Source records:
§ §
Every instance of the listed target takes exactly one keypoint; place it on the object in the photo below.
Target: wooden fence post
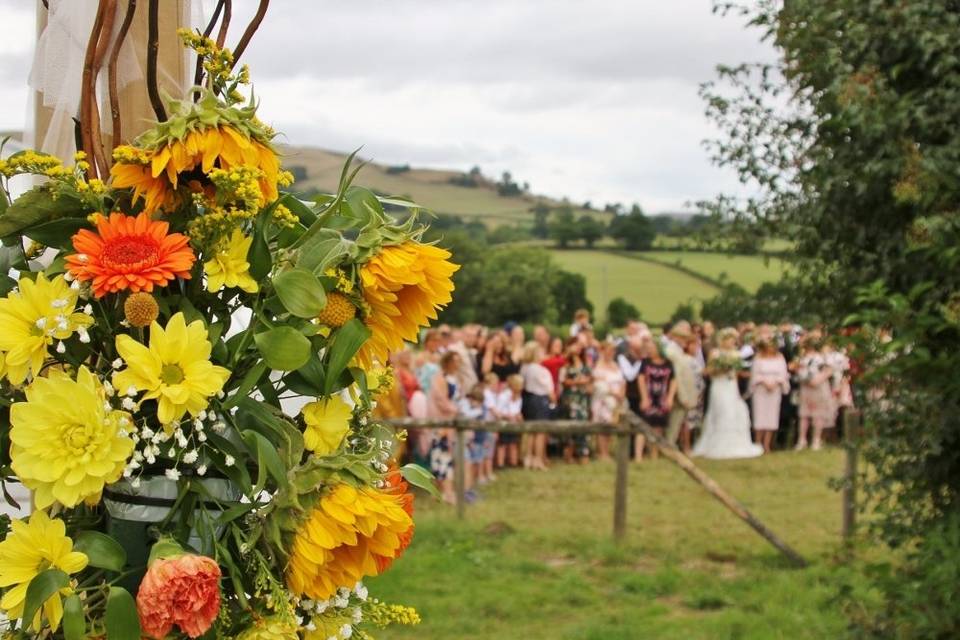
(620, 488)
(460, 474)
(851, 424)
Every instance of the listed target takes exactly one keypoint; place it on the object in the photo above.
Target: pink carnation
(182, 591)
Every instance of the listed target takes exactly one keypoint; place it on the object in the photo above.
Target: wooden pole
(851, 424)
(671, 452)
(620, 487)
(460, 474)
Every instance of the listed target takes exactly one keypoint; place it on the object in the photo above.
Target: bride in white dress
(726, 427)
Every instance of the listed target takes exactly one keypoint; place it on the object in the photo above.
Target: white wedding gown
(726, 427)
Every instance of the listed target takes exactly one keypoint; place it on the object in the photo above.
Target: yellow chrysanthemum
(175, 370)
(65, 444)
(404, 285)
(154, 174)
(229, 267)
(328, 422)
(33, 318)
(271, 628)
(345, 538)
(30, 548)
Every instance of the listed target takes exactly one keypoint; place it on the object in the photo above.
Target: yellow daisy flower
(328, 422)
(349, 535)
(65, 443)
(33, 318)
(229, 267)
(175, 370)
(404, 285)
(30, 548)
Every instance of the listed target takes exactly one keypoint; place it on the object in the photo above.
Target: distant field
(430, 188)
(655, 290)
(748, 271)
(533, 560)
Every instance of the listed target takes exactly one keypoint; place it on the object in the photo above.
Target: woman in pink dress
§ §
__PROBLEM TO SOLVE__: Quote every record above exactly, omitting any pictures they contain.

__THE REPLY__:
Every instance of the listed target takes exactly one keypoint; place it on the object in the photo below.
Target: wooden fence post
(620, 488)
(460, 474)
(851, 424)
Every instance of the listed target takes exactly one keypoint; place it on the object in the photo above.
Target: pink carnation
(182, 591)
Every instance of the listed target takes exactly one keypoint; place it on the object in the photo above.
Target: wooden pole
(851, 424)
(671, 452)
(620, 487)
(460, 474)
Every instance of the listed target takes exactly one keypoint; place it on the object in the photo above.
Target: bride in white dress
(726, 427)
Every instance of the listed target takes exactly one keypoint; place it on the object in the photo above.
Target: white wedding gown
(726, 427)
Every instance of the listed target takes exactly one keypoint; place it on the object in the photo above.
Target: yellow chrysanthemum
(175, 370)
(65, 444)
(404, 285)
(154, 174)
(229, 267)
(328, 422)
(33, 318)
(271, 628)
(345, 538)
(30, 548)
Every instance of the listed target takes exactly one keypoint; place it on the object in the photo above.
Target: yellow daisy flower
(328, 422)
(349, 535)
(65, 443)
(33, 318)
(229, 267)
(175, 370)
(404, 285)
(30, 548)
Every instance of the listed target takes exactly one keypoint; place it on the object in the photo above.
Target: distant field
(430, 188)
(655, 290)
(748, 271)
(533, 560)
Every instance of the listed target takes exactly one keypoint; place it on the object in the photo above.
Target: woman in pink dress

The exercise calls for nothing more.